[[ AVAILABLE DATA open ]]

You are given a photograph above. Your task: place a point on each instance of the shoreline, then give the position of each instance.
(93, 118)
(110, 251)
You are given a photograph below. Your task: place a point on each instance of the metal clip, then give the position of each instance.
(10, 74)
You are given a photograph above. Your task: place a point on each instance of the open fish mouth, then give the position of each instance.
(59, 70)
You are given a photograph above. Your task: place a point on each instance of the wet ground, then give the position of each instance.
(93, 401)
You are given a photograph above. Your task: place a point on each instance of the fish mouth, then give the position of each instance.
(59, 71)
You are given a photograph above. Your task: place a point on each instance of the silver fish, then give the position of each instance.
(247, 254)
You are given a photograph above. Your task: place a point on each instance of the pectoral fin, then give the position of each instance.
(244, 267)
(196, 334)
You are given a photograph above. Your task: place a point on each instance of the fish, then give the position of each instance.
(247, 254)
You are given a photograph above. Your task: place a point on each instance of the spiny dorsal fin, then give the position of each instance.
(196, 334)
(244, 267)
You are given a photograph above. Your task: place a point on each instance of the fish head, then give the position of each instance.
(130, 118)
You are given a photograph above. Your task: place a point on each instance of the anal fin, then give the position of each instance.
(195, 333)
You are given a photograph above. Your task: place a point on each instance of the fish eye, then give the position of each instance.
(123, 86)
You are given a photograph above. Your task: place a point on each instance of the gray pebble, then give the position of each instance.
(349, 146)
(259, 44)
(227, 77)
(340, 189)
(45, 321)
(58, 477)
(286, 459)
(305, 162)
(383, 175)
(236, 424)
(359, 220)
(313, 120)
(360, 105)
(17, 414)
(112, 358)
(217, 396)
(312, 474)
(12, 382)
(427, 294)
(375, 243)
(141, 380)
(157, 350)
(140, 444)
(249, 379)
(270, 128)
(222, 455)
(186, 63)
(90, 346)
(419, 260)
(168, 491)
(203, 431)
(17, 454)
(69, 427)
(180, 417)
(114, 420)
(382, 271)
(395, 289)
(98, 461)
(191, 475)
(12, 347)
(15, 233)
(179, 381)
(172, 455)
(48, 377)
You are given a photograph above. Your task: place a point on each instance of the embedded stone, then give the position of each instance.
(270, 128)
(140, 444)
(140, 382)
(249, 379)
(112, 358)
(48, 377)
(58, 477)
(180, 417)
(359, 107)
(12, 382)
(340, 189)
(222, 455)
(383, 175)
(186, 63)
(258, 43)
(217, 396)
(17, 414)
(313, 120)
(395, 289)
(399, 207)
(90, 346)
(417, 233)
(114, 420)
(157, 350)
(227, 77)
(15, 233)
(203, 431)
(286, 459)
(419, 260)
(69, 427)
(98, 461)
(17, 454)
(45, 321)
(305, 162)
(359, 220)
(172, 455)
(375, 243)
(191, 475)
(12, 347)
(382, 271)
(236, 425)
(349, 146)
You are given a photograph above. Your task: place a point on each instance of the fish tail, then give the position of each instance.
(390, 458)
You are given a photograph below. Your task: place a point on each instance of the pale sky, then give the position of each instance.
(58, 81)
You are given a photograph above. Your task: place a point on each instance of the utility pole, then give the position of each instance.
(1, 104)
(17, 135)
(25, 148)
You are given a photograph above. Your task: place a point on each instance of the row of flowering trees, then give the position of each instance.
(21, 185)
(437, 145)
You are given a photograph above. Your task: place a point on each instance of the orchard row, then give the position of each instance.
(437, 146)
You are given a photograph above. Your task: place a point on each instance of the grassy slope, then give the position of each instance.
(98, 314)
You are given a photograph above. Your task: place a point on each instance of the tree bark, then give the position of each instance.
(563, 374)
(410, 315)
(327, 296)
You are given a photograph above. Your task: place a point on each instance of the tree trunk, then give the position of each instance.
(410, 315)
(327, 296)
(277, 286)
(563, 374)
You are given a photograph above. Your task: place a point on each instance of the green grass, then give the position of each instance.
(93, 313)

[[ AVAILABLE DATA closed ]]

TASK BRIEF → What is needed is an exact repetition of all the entries above.

RESULT FOR THIS EXERCISE →
You are given a photograph above. Your task: place a point on each instance of the shoreline, then give the position of each instance.
(93, 118)
(110, 251)
You are given a photograph below. Your task: place a point on each instance of the metal clip, then give the position of each instance.
(10, 74)
You are given a photograph above. Your task: place a point on each instance of the open fish mouth, then give the position of each instance.
(59, 70)
You are given a photograph above. Your task: place a point on each instance of the wet ground, then give the position of each instance.
(93, 401)
You are given a photograph above. Your task: place a point on each instance of the fish mouth, then give the position of each instance.
(59, 71)
You are given a photograph above. Your task: place a point on each instance of the silver fish, then give the position of each instance.
(247, 254)
You are given a photograph above. Your task: place a point on each instance of the pectoral fin, then give the position of each instance.
(244, 267)
(196, 334)
You are given a photograph above. Your task: place a point on each instance of the fish, then give the position of each instance.
(247, 254)
You are given a photograph above. Your task: place a point on each instance of the spiny dorsal fin, then give the position of each instance.
(196, 334)
(244, 267)
You are given a photograph above. Your task: place a point on each instance of the fish head, then give the position of each instance.
(130, 118)
You are given a photograph above. Your task: place a point on each instance of the anal fin, then give the position of each instance.
(195, 333)
You are given a photograph above. Your task: place a point on each instance of the fish eye, then give the position of each instance.
(123, 86)
You are given a photograph above. Your task: place a point on each instance of the gray pebble, then give the position of each instance.
(349, 146)
(259, 44)
(227, 77)
(340, 189)
(45, 321)
(58, 477)
(286, 459)
(305, 162)
(383, 175)
(236, 424)
(359, 220)
(313, 120)
(360, 105)
(17, 414)
(112, 358)
(217, 396)
(312, 474)
(12, 382)
(427, 294)
(375, 243)
(141, 380)
(157, 350)
(140, 444)
(249, 379)
(270, 128)
(222, 455)
(186, 63)
(90, 346)
(419, 260)
(168, 491)
(203, 431)
(17, 454)
(69, 427)
(180, 417)
(114, 420)
(382, 271)
(395, 289)
(98, 461)
(191, 475)
(12, 347)
(15, 233)
(179, 381)
(172, 455)
(48, 377)
You are given a photograph above. Your task: place a point on each instance of the embedded stone, then give the position of each instance.
(270, 128)
(140, 444)
(140, 382)
(249, 379)
(112, 358)
(48, 377)
(58, 477)
(180, 417)
(359, 107)
(12, 382)
(340, 189)
(222, 455)
(383, 175)
(186, 63)
(258, 43)
(217, 396)
(17, 414)
(313, 120)
(395, 289)
(399, 207)
(90, 346)
(417, 233)
(114, 420)
(157, 350)
(227, 77)
(15, 233)
(203, 431)
(286, 459)
(419, 260)
(69, 427)
(98, 461)
(17, 454)
(45, 321)
(305, 162)
(359, 220)
(172, 455)
(375, 243)
(191, 475)
(12, 347)
(382, 271)
(236, 425)
(349, 146)
You are given a photograph above. Your task: place a point on each instance of the fish tail, then give the position of each instance.
(390, 458)
You are given a photograph below. Your task: place a point on each instance of the pale sky, then give the position of each instance.
(58, 81)
You are given a photograph above. Your task: place a point on each instance of the utility pole, then give the position of each instance.
(1, 104)
(17, 135)
(25, 148)
You are given a photograph above. Your task: place a point on each instance of the row of flowering trees, then give the position of each instance.
(21, 185)
(437, 145)
You are given a photograph above. Your task: place a point on each instance of the orchard row, then give the position of each instance.
(437, 146)
You are given a photograph above. Your task: place a point on each instance of the grassy slope, then give the position of each instance.
(98, 314)
You are given a photograph above. Your task: place a point on each instance of the tree bark, then give the position of each instance.
(563, 374)
(410, 315)
(327, 296)
You are given a photograph above. Your task: place a point on each instance of the tree trunk, then give the position of each instance.
(410, 315)
(327, 296)
(277, 286)
(563, 374)
You are given a photograph above. Your task: place a point on each instance of the green grass, then give the position of each instance.
(93, 313)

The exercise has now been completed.